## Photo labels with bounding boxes
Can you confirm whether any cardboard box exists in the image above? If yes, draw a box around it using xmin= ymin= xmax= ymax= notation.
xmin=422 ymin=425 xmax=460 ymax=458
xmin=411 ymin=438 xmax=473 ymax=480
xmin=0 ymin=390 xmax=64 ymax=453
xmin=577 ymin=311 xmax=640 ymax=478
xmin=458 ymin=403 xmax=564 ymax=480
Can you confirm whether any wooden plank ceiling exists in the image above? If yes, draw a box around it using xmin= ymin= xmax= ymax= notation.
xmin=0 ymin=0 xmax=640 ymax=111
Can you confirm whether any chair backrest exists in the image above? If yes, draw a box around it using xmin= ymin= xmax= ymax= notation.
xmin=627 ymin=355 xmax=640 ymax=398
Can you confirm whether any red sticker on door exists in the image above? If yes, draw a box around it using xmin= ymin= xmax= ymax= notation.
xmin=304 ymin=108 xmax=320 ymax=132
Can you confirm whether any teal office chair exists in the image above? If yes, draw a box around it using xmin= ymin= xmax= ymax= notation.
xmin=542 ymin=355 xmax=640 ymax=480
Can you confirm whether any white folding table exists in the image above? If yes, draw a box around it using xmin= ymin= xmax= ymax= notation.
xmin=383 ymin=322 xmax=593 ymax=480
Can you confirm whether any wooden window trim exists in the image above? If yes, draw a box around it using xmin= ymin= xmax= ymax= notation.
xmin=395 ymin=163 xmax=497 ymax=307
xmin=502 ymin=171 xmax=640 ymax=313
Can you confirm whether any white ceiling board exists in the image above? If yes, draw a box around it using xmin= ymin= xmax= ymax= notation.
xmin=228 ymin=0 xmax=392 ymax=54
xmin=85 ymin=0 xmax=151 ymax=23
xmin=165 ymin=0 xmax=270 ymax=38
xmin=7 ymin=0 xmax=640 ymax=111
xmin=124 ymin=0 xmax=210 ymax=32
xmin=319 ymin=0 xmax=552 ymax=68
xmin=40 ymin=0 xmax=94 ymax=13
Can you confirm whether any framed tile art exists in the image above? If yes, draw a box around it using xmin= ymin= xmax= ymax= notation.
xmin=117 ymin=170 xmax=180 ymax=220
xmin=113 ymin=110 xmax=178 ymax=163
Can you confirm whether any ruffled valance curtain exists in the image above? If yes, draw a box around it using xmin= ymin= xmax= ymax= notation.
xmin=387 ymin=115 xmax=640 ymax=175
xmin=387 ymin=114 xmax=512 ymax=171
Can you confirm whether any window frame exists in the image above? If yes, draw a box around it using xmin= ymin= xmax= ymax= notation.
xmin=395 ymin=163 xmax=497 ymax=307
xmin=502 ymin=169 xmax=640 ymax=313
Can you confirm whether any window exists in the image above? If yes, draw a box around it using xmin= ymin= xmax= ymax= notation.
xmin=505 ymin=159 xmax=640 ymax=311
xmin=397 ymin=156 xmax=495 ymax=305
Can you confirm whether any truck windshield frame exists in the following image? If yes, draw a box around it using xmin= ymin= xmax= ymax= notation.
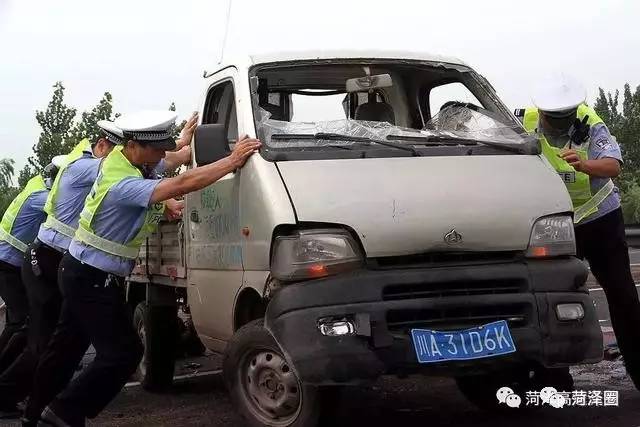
xmin=248 ymin=59 xmax=539 ymax=161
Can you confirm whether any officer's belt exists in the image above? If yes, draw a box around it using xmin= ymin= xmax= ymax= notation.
xmin=0 ymin=227 xmax=27 ymax=252
xmin=44 ymin=215 xmax=76 ymax=239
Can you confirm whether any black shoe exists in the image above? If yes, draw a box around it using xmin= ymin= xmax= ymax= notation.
xmin=0 ymin=405 xmax=22 ymax=420
xmin=20 ymin=417 xmax=38 ymax=427
xmin=38 ymin=406 xmax=85 ymax=427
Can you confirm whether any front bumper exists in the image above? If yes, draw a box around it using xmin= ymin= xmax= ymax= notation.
xmin=265 ymin=258 xmax=602 ymax=385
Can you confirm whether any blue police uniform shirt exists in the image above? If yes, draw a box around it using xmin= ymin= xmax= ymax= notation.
xmin=38 ymin=151 xmax=101 ymax=252
xmin=578 ymin=123 xmax=622 ymax=226
xmin=69 ymin=162 xmax=164 ymax=277
xmin=0 ymin=190 xmax=49 ymax=267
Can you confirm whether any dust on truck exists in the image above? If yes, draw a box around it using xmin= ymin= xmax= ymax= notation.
xmin=128 ymin=51 xmax=602 ymax=426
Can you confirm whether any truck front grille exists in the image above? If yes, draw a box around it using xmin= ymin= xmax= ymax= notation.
xmin=386 ymin=303 xmax=533 ymax=334
xmin=382 ymin=278 xmax=527 ymax=301
xmin=367 ymin=251 xmax=522 ymax=270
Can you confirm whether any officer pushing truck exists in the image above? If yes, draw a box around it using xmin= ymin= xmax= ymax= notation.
xmin=0 ymin=51 xmax=640 ymax=427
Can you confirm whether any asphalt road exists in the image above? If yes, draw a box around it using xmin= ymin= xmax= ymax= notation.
xmin=0 ymin=249 xmax=640 ymax=427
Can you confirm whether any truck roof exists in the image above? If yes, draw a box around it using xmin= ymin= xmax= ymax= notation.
xmin=206 ymin=49 xmax=468 ymax=74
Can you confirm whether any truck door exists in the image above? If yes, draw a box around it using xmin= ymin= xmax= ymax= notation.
xmin=184 ymin=69 xmax=243 ymax=351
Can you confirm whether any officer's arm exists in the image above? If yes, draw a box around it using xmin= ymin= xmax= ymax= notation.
xmin=150 ymin=138 xmax=260 ymax=204
xmin=582 ymin=157 xmax=622 ymax=178
xmin=164 ymin=145 xmax=191 ymax=172
xmin=164 ymin=112 xmax=198 ymax=172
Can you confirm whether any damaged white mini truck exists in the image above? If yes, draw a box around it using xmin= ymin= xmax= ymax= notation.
xmin=128 ymin=51 xmax=602 ymax=426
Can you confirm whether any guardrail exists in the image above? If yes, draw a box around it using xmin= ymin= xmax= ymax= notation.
xmin=624 ymin=225 xmax=640 ymax=248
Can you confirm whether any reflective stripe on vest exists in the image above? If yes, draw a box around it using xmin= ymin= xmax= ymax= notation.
xmin=573 ymin=180 xmax=615 ymax=224
xmin=0 ymin=175 xmax=47 ymax=252
xmin=75 ymin=146 xmax=164 ymax=259
xmin=522 ymin=104 xmax=614 ymax=224
xmin=44 ymin=139 xmax=91 ymax=238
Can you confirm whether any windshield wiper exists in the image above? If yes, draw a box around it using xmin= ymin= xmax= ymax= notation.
xmin=387 ymin=135 xmax=528 ymax=154
xmin=387 ymin=135 xmax=478 ymax=147
xmin=271 ymin=132 xmax=420 ymax=157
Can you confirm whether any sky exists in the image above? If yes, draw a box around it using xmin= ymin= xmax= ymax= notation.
xmin=0 ymin=0 xmax=640 ymax=175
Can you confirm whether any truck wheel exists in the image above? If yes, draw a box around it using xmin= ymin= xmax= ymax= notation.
xmin=133 ymin=301 xmax=178 ymax=391
xmin=223 ymin=320 xmax=321 ymax=427
xmin=456 ymin=368 xmax=573 ymax=411
xmin=179 ymin=320 xmax=207 ymax=357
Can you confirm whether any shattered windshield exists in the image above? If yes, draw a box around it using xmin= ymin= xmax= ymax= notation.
xmin=252 ymin=60 xmax=532 ymax=160
xmin=257 ymin=106 xmax=528 ymax=148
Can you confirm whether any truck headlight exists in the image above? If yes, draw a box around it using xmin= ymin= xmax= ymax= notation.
xmin=271 ymin=230 xmax=363 ymax=281
xmin=527 ymin=215 xmax=576 ymax=258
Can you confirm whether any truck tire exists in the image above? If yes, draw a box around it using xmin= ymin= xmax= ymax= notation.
xmin=222 ymin=320 xmax=322 ymax=427
xmin=133 ymin=301 xmax=178 ymax=392
xmin=179 ymin=320 xmax=207 ymax=357
xmin=456 ymin=368 xmax=573 ymax=411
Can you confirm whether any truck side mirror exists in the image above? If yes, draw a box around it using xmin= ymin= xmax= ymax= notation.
xmin=193 ymin=123 xmax=231 ymax=166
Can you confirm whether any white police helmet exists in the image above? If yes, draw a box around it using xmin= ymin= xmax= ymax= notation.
xmin=98 ymin=120 xmax=123 ymax=145
xmin=43 ymin=155 xmax=67 ymax=189
xmin=531 ymin=73 xmax=587 ymax=115
xmin=114 ymin=111 xmax=178 ymax=150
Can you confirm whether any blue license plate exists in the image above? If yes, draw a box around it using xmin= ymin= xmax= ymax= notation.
xmin=411 ymin=320 xmax=516 ymax=363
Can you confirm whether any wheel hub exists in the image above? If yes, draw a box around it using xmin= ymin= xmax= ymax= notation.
xmin=138 ymin=323 xmax=147 ymax=377
xmin=243 ymin=351 xmax=301 ymax=425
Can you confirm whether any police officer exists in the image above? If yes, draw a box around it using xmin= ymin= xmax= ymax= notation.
xmin=0 ymin=158 xmax=62 ymax=400
xmin=34 ymin=112 xmax=260 ymax=426
xmin=521 ymin=75 xmax=640 ymax=390
xmin=0 ymin=127 xmax=120 ymax=417
xmin=16 ymin=115 xmax=197 ymax=425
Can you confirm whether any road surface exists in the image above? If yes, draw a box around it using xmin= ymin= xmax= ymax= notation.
xmin=0 ymin=249 xmax=640 ymax=427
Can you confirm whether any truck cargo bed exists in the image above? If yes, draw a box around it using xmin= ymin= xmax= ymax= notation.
xmin=129 ymin=220 xmax=187 ymax=286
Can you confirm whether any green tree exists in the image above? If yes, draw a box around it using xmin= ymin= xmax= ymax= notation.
xmin=18 ymin=82 xmax=118 ymax=187
xmin=69 ymin=92 xmax=119 ymax=152
xmin=594 ymin=83 xmax=640 ymax=224
xmin=0 ymin=159 xmax=18 ymax=218
xmin=29 ymin=82 xmax=76 ymax=173
xmin=18 ymin=164 xmax=36 ymax=188
xmin=0 ymin=159 xmax=15 ymax=191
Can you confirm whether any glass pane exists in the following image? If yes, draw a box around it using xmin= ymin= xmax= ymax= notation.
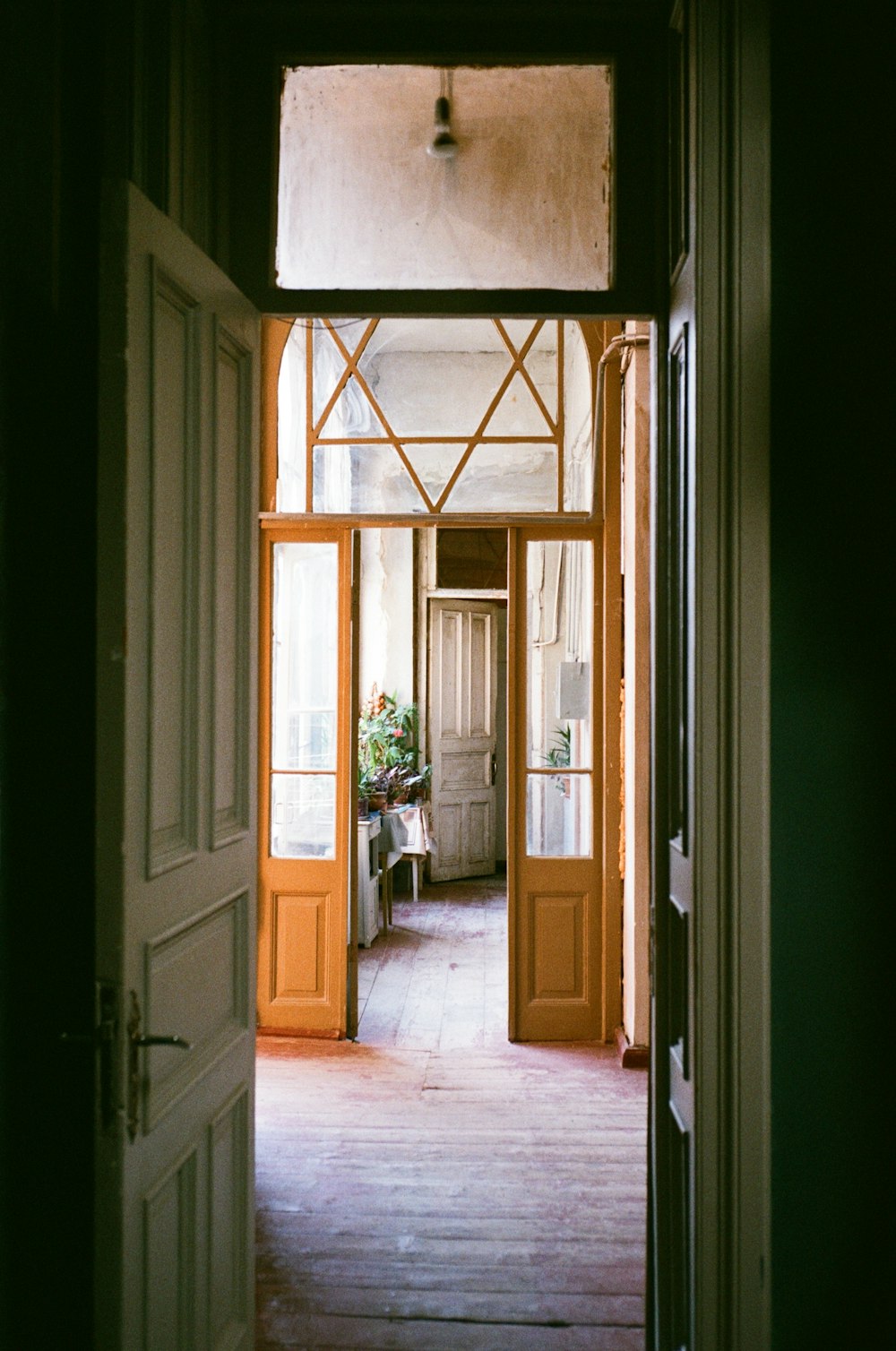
xmin=526 ymin=774 xmax=592 ymax=858
xmin=442 ymin=442 xmax=556 ymax=513
xmin=314 ymin=444 xmax=428 ymax=515
xmin=307 ymin=319 xmax=369 ymax=435
xmin=485 ymin=367 xmax=556 ymax=436
xmin=271 ymin=774 xmax=337 ymax=858
xmin=277 ymin=319 xmax=306 ymax=511
xmin=359 ymin=319 xmax=513 ymax=439
xmin=404 ymin=441 xmax=468 ymax=503
xmin=564 ymin=324 xmax=595 ymax=511
xmin=276 ymin=65 xmax=614 ymax=292
xmin=271 ymin=543 xmax=338 ymax=769
xmin=526 ymin=539 xmax=595 ymax=769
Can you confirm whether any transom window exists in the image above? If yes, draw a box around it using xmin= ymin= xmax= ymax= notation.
xmin=277 ymin=319 xmax=595 ymax=516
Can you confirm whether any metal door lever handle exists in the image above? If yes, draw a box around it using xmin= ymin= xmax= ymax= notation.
xmin=127 ymin=990 xmax=191 ymax=1139
xmin=131 ymin=1035 xmax=192 ymax=1051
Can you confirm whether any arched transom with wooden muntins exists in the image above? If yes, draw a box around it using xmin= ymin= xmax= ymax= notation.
xmin=276 ymin=317 xmax=595 ymax=518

## THE EXERCISE
Can you give the lines of the listing as a Markdown table with columns Row and Line, starting at the line that contains "Can you confirm whether any asphalt" and ending at the line that contains "xmin=44 ymin=139 xmax=91 ymax=238", skipping any blank lines?

## FINAL ANSWER
| Row | Line |
|---|---|
| 1 | Can you confirm whether any asphalt road exists in the image above? If yes, draw a box around it using xmin= ymin= xmax= ymax= notation. |
| 2 | xmin=0 ymin=249 xmax=640 ymax=427 |
| 3 | Can you confirm whether any truck roof exists in the image above? If yes, draw a box around it using xmin= ymin= xmax= ymax= notation. |
| 4 | xmin=206 ymin=49 xmax=468 ymax=74 |
| 5 | Can you confirm whether any truck door exists in the image above? If yes, draw a box around it using xmin= ymin= xmax= ymax= notation. |
| 6 | xmin=184 ymin=69 xmax=243 ymax=351 |
| 7 | Can you confirm whether any officer's arm exists in the image above? If yes, draw a box around it using xmin= ymin= xmax= ymax= notation. |
| 8 | xmin=150 ymin=138 xmax=260 ymax=204 |
| 9 | xmin=582 ymin=157 xmax=622 ymax=178 |
| 10 | xmin=164 ymin=145 xmax=191 ymax=172 |
| 11 | xmin=164 ymin=112 xmax=198 ymax=172 |
| 12 | Can you confirm whether any damaged white mini truck exists in the image above? If yes, draw a box around it using xmin= ymin= xmax= ymax= notation. |
| 13 | xmin=128 ymin=51 xmax=602 ymax=426 |
| 14 | Can you confirm whether any guardrail exists in the image above? If yes, draw a box around it using xmin= ymin= xmax= ymax= notation. |
| 15 | xmin=624 ymin=225 xmax=640 ymax=248 |
| 16 | Can you confirm whether any reflective stripe on vest exists in the image above? If yes, draw a box around it using xmin= ymin= xmax= ymax= notation. |
| 17 | xmin=573 ymin=180 xmax=615 ymax=224 |
| 18 | xmin=0 ymin=175 xmax=47 ymax=252 |
| 19 | xmin=75 ymin=146 xmax=164 ymax=259 |
| 20 | xmin=522 ymin=104 xmax=614 ymax=224 |
| 21 | xmin=44 ymin=139 xmax=91 ymax=238 |